Top of Material provided

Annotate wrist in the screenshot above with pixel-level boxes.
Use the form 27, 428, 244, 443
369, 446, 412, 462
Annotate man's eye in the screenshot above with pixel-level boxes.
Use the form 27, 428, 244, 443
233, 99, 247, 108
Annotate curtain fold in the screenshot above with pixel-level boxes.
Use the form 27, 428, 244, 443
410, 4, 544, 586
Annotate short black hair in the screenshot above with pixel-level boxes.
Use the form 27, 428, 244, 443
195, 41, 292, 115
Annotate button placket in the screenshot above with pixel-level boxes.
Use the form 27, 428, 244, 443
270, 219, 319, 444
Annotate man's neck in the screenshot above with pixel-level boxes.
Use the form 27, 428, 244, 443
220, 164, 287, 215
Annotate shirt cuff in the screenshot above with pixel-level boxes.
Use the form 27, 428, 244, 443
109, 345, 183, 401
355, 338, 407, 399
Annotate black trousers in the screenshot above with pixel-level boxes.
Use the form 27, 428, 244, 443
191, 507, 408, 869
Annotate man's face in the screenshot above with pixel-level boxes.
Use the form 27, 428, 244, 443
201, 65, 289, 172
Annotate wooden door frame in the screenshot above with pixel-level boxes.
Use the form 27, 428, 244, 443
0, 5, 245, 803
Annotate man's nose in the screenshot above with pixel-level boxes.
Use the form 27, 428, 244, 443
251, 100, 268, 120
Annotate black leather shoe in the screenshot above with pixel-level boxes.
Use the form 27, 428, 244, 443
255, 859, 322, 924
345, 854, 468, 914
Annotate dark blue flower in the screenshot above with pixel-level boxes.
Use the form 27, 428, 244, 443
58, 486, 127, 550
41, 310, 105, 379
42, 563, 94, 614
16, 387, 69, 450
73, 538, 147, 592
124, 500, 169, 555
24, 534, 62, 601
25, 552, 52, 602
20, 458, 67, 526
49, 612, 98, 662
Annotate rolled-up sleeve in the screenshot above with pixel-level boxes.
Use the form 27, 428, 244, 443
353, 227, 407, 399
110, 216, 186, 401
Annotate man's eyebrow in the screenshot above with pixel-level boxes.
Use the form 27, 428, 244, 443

Bottom of Material provided

Go through the listing above and pull out each line containing the word "black".

Annotate short black hair in the screenshot above with pixel-level boxes.
Annotate black trousers in the screenshot above with pixel-level boxes.
Annotate black leather shoe in the screenshot above with pixel-level boxes.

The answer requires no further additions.